Tally the lines in the rows below that contain the string "folded" and reply with the number alone.

## START Provided material

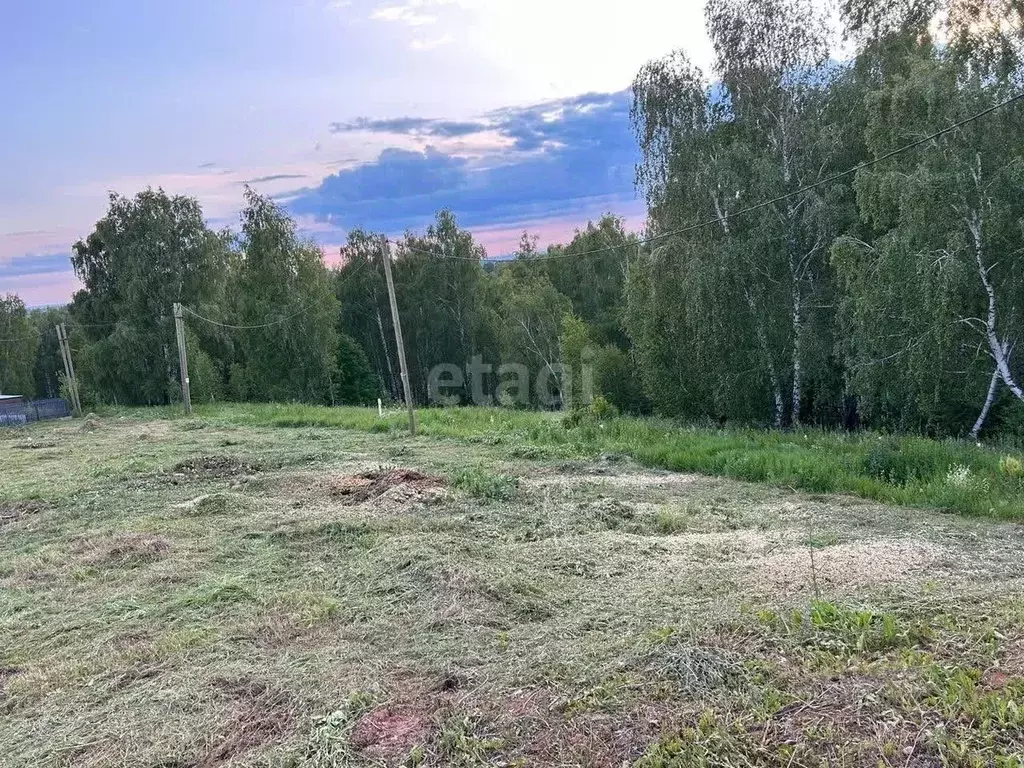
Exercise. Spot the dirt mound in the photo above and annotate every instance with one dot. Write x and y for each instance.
(214, 504)
(90, 423)
(14, 511)
(390, 734)
(408, 483)
(216, 466)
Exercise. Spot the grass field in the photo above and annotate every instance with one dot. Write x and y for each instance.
(290, 586)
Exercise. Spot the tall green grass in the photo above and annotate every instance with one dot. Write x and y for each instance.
(949, 474)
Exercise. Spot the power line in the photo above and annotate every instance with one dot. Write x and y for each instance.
(729, 216)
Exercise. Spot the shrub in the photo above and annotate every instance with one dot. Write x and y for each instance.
(1012, 467)
(599, 411)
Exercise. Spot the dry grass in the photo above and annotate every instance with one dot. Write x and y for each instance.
(201, 594)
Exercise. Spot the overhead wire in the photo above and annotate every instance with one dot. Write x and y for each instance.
(743, 211)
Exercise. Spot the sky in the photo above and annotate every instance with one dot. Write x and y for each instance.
(374, 114)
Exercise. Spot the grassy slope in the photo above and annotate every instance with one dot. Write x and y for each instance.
(196, 593)
(911, 471)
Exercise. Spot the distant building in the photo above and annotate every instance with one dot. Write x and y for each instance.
(15, 410)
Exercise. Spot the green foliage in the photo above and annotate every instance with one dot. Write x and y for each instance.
(597, 412)
(354, 383)
(281, 276)
(18, 341)
(146, 253)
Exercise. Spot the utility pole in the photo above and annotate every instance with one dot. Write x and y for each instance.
(386, 251)
(65, 346)
(179, 330)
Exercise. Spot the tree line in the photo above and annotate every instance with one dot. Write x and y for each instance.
(888, 297)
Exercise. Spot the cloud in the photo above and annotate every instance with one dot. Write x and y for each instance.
(411, 13)
(430, 44)
(50, 262)
(271, 177)
(411, 127)
(562, 158)
(39, 281)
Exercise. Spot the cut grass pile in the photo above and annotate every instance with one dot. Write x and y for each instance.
(206, 592)
(949, 474)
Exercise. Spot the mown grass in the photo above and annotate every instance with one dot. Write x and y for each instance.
(200, 592)
(952, 475)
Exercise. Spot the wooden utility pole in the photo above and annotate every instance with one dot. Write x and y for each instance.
(179, 330)
(397, 337)
(76, 401)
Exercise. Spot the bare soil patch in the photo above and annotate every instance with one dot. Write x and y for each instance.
(260, 715)
(216, 466)
(865, 563)
(390, 733)
(398, 484)
(16, 510)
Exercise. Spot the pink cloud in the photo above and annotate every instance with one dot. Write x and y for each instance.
(42, 288)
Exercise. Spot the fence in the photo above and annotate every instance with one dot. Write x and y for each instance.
(23, 413)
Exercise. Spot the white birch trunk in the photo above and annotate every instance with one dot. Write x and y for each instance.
(769, 364)
(990, 397)
(998, 349)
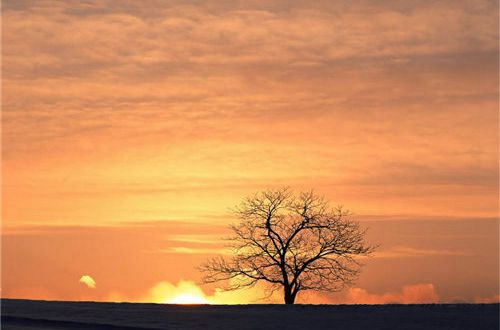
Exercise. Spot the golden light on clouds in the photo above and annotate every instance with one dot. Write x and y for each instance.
(88, 281)
(129, 129)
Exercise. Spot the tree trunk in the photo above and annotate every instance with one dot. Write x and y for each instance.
(289, 296)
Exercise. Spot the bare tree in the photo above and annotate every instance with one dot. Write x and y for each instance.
(292, 242)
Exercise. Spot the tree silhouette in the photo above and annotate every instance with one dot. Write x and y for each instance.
(292, 242)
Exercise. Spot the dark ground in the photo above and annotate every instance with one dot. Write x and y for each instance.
(31, 314)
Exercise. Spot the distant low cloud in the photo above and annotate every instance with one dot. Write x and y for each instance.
(407, 252)
(88, 281)
(421, 293)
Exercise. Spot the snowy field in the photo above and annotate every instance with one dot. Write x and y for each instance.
(26, 314)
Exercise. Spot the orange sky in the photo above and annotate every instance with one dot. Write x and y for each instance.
(130, 128)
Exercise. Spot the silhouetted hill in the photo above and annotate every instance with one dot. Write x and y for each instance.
(32, 314)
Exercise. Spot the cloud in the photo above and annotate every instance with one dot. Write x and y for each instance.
(495, 299)
(409, 252)
(88, 281)
(410, 294)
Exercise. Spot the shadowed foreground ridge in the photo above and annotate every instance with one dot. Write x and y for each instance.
(31, 314)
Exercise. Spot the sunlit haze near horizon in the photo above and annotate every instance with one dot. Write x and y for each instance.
(131, 128)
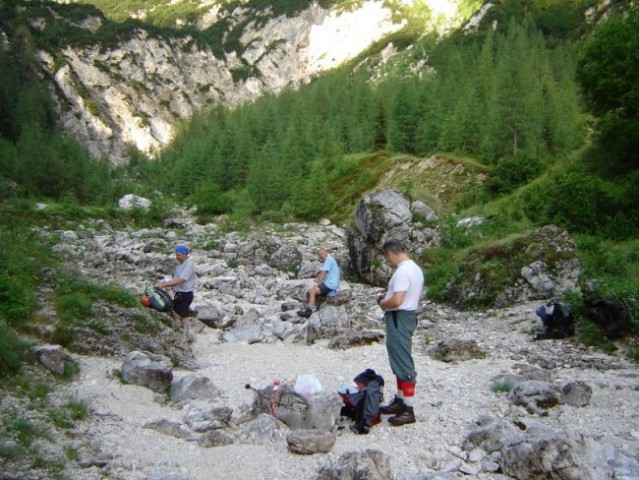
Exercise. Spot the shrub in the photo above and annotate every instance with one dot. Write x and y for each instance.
(574, 200)
(512, 172)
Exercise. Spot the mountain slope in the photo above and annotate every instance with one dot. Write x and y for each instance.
(123, 85)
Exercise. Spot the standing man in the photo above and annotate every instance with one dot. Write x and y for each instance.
(183, 284)
(400, 304)
(327, 281)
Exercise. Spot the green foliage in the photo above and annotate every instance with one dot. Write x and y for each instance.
(513, 172)
(502, 386)
(607, 70)
(580, 202)
(65, 416)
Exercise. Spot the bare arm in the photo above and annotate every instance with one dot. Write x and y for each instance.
(174, 282)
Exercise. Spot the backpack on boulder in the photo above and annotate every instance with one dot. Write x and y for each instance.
(362, 400)
(557, 320)
(157, 299)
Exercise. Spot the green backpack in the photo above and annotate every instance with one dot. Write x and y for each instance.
(159, 299)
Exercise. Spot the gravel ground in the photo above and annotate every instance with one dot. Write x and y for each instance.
(450, 397)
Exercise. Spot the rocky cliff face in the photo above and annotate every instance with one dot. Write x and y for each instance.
(132, 94)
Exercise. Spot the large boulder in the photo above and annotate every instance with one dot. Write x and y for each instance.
(381, 216)
(149, 370)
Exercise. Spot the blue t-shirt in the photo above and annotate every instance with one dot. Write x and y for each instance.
(332, 277)
(186, 271)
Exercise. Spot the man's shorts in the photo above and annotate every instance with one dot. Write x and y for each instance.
(182, 303)
(324, 290)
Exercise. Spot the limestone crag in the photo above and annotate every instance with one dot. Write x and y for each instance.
(114, 97)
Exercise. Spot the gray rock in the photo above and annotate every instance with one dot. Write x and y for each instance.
(149, 370)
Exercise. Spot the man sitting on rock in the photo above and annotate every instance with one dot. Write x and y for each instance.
(327, 281)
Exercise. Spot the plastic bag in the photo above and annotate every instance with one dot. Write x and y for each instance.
(307, 384)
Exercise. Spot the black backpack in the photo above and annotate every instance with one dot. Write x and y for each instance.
(363, 405)
(557, 319)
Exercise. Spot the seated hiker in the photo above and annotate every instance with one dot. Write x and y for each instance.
(183, 284)
(326, 281)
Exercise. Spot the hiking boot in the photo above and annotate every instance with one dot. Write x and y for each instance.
(393, 408)
(403, 418)
(360, 429)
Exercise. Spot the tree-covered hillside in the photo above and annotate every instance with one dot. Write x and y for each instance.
(538, 100)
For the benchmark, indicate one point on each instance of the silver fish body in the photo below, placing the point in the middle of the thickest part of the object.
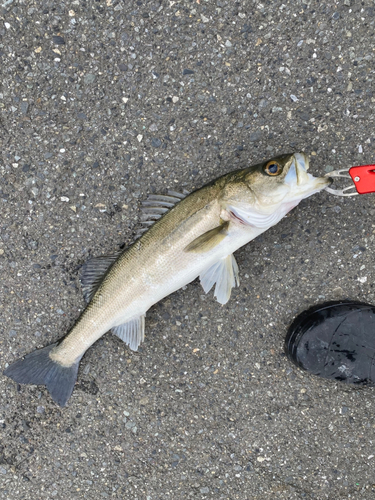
(196, 237)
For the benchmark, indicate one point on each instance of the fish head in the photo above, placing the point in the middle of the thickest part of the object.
(271, 188)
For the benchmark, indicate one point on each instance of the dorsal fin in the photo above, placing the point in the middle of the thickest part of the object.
(93, 272)
(157, 205)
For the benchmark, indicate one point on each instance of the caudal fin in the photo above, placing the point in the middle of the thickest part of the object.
(38, 368)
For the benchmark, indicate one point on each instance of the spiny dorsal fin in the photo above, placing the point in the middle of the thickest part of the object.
(207, 241)
(132, 332)
(225, 274)
(157, 205)
(93, 272)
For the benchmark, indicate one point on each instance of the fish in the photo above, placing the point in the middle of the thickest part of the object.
(186, 236)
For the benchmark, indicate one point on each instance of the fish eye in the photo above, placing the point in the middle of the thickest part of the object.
(273, 168)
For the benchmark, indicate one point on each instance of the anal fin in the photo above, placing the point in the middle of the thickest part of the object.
(225, 274)
(93, 272)
(132, 332)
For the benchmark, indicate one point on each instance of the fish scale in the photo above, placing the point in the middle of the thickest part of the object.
(195, 237)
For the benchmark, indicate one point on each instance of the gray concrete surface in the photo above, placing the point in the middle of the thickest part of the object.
(103, 102)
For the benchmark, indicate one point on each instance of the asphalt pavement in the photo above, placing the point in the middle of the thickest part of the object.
(103, 102)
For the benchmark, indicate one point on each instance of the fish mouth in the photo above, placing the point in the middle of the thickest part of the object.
(300, 180)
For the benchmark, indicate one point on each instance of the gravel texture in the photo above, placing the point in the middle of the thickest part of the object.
(103, 102)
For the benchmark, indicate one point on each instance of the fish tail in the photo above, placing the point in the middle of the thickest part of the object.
(39, 369)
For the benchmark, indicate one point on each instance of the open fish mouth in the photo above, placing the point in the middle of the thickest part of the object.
(300, 181)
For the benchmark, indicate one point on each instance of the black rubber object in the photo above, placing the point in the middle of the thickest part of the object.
(335, 340)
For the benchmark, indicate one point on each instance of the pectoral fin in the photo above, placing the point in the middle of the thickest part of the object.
(132, 332)
(225, 274)
(208, 240)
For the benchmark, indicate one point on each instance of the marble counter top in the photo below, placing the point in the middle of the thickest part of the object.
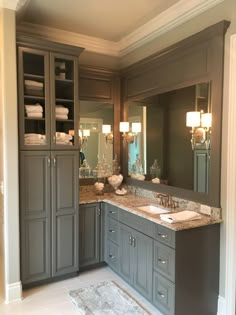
(130, 202)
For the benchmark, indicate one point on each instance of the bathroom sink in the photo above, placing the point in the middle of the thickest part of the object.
(153, 209)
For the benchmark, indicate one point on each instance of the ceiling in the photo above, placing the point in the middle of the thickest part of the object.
(104, 19)
(107, 27)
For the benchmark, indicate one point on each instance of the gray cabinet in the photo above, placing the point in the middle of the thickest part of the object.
(89, 234)
(136, 252)
(49, 214)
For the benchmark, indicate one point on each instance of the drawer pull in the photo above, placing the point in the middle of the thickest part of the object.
(162, 261)
(111, 256)
(162, 235)
(161, 294)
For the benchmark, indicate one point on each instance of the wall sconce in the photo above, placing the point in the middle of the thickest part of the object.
(106, 130)
(201, 128)
(130, 136)
(84, 134)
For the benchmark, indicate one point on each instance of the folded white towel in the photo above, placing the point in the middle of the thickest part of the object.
(61, 110)
(61, 116)
(34, 115)
(37, 108)
(34, 136)
(32, 83)
(182, 216)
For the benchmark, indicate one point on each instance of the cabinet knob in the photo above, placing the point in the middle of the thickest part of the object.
(161, 294)
(162, 261)
(162, 235)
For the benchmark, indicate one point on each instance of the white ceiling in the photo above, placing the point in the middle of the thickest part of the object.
(104, 19)
(108, 27)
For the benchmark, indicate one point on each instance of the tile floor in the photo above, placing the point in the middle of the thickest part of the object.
(53, 299)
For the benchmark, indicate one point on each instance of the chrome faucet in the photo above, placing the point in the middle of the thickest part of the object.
(166, 200)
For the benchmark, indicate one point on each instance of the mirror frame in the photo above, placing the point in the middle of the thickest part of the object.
(154, 75)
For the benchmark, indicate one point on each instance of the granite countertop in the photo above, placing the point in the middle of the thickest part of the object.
(130, 202)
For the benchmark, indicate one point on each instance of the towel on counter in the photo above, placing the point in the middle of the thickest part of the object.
(182, 216)
(37, 108)
(61, 116)
(61, 110)
(35, 115)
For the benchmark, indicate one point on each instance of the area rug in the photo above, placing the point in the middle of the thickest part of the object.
(105, 298)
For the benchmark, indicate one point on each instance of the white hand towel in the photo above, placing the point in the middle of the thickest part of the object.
(182, 216)
(34, 108)
(61, 116)
(33, 83)
(61, 110)
(34, 115)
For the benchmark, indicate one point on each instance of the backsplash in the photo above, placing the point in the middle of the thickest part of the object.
(182, 203)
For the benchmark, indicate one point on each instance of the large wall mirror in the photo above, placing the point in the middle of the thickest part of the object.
(173, 151)
(95, 144)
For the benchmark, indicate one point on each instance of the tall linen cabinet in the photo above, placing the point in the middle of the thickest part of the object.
(49, 158)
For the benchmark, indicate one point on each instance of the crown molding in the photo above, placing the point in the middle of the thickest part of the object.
(12, 4)
(90, 43)
(177, 14)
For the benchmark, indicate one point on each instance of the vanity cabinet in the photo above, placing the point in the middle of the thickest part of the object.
(89, 234)
(136, 252)
(178, 271)
(49, 214)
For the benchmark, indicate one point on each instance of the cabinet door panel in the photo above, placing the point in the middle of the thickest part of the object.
(35, 250)
(65, 212)
(143, 256)
(35, 184)
(126, 253)
(89, 235)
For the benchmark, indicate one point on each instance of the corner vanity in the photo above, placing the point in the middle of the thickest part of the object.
(174, 266)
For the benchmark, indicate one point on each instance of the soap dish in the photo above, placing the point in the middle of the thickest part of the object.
(121, 192)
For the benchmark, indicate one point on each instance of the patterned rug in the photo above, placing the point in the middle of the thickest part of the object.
(105, 298)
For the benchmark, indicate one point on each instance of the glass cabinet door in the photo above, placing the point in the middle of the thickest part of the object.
(33, 85)
(64, 101)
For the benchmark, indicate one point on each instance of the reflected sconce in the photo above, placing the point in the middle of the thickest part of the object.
(106, 130)
(84, 134)
(130, 136)
(200, 123)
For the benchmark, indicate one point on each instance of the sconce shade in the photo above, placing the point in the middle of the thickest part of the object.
(206, 120)
(106, 129)
(193, 119)
(136, 127)
(86, 132)
(124, 126)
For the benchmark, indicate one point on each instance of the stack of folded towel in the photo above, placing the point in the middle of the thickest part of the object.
(34, 139)
(182, 216)
(61, 112)
(34, 111)
(34, 87)
(63, 138)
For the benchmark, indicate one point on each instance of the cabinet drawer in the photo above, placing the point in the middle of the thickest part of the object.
(112, 211)
(163, 294)
(164, 235)
(113, 230)
(138, 223)
(113, 255)
(164, 260)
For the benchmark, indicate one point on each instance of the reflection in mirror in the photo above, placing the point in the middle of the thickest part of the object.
(164, 147)
(95, 145)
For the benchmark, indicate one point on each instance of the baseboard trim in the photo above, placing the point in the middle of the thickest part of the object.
(221, 306)
(13, 292)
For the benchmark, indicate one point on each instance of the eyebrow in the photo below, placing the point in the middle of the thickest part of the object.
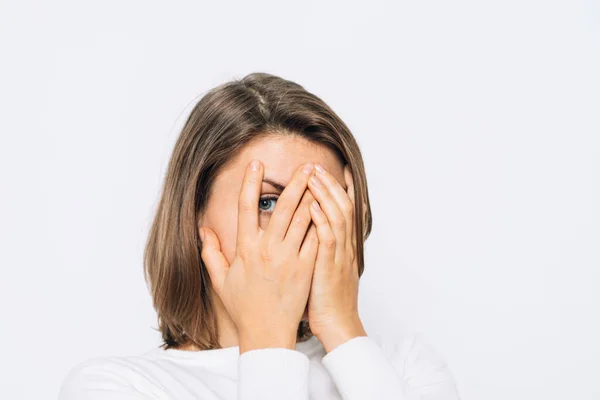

## END Provided material

**Answer in full:** 2